DATA SUPPLIED —
▬▬▬
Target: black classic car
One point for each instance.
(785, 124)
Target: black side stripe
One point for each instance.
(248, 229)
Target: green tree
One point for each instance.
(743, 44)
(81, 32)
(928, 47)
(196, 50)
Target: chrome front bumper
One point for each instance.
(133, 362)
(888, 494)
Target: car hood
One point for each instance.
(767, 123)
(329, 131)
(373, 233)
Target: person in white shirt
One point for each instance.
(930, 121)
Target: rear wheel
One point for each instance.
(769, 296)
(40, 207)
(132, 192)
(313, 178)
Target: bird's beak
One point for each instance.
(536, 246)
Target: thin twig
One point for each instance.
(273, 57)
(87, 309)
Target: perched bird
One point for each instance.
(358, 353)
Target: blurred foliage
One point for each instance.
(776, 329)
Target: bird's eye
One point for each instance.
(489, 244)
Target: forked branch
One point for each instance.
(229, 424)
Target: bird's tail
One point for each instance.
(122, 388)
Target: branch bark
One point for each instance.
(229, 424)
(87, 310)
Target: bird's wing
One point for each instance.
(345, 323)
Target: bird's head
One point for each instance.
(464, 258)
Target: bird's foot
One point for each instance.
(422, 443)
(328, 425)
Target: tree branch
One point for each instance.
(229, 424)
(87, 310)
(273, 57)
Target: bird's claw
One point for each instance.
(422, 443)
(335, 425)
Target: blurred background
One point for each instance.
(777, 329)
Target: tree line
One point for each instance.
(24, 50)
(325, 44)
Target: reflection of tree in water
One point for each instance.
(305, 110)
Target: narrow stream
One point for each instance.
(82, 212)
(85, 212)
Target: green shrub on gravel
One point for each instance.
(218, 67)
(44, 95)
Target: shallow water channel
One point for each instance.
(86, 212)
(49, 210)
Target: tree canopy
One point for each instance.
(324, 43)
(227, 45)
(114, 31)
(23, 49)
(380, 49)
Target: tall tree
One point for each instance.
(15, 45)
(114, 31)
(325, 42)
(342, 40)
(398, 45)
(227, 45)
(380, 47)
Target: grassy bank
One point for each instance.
▬▬▬
DIRECTIVE —
Write out every line of the data above in full, but shift each point coordinate by adding 66 to both of its numbers.

TASK SOLUTION —
Target: black classic car
One point for each instance.
(851, 190)
Target: black side stripe
One point for each instance.
(314, 295)
Target: green tree
One point for each instance.
(809, 110)
(147, 98)
(994, 113)
(262, 116)
Target: chrome front bumper
One point for each instance.
(199, 428)
(954, 560)
Target: car hood
One point for each instance.
(833, 189)
(395, 197)
(439, 299)
Target: person in white shirt
One point for each instance.
(996, 187)
Target: rear wheel
One point for each instance.
(835, 362)
(106, 273)
(198, 258)
(379, 244)
Target: bird's beak
One point for each instance.
(602, 312)
Target: thin twig
One point for each instance.
(339, 123)
(153, 375)
Target: perched bird
One point for each instance.
(424, 419)
Target: blurred foliage
One point for each instance.
(842, 395)
Target: bird's eye
One point for each instance.
(555, 310)
Target: forked branch
One point for each instance.
(295, 490)
Target: bird's tail
One point for each instance.
(188, 454)
Target: branch bark
One point for each instance.
(295, 490)
(153, 376)
Target: bird's wing
One point for each instance.
(411, 389)
Target: bird's head
One point for each instance.
(530, 324)
Target: bird's foot
One point for each instance.
(488, 509)
(394, 491)
Target: tree branch
One point for each instance.
(295, 490)
(153, 376)
(339, 123)
Target: bird's claw
One point for each instance.
(488, 509)
(401, 491)
Target: blurred background
One point for each instance.
(843, 395)
Target: tree line
One point for each instance.
(90, 116)
(391, 110)
Target: reflection of tree in water
One point for each instance.
(371, 176)
Target: narrow stream
One point for each instance.
(148, 278)
(151, 278)
Target: green shrub on gravel
One point for each instance.
(284, 133)
(110, 161)
Target: shallow water channel
One point for each instance.
(152, 278)
(115, 276)
Target: tree canopy
One point for each instance.
(390, 109)
(293, 111)
(180, 97)
(89, 115)
(446, 115)
Target: tall tree
One point for each instance.
(81, 111)
(180, 97)
(391, 108)
(408, 106)
(464, 111)
(293, 111)
(446, 113)
Target: grassy bank
One point for each instance.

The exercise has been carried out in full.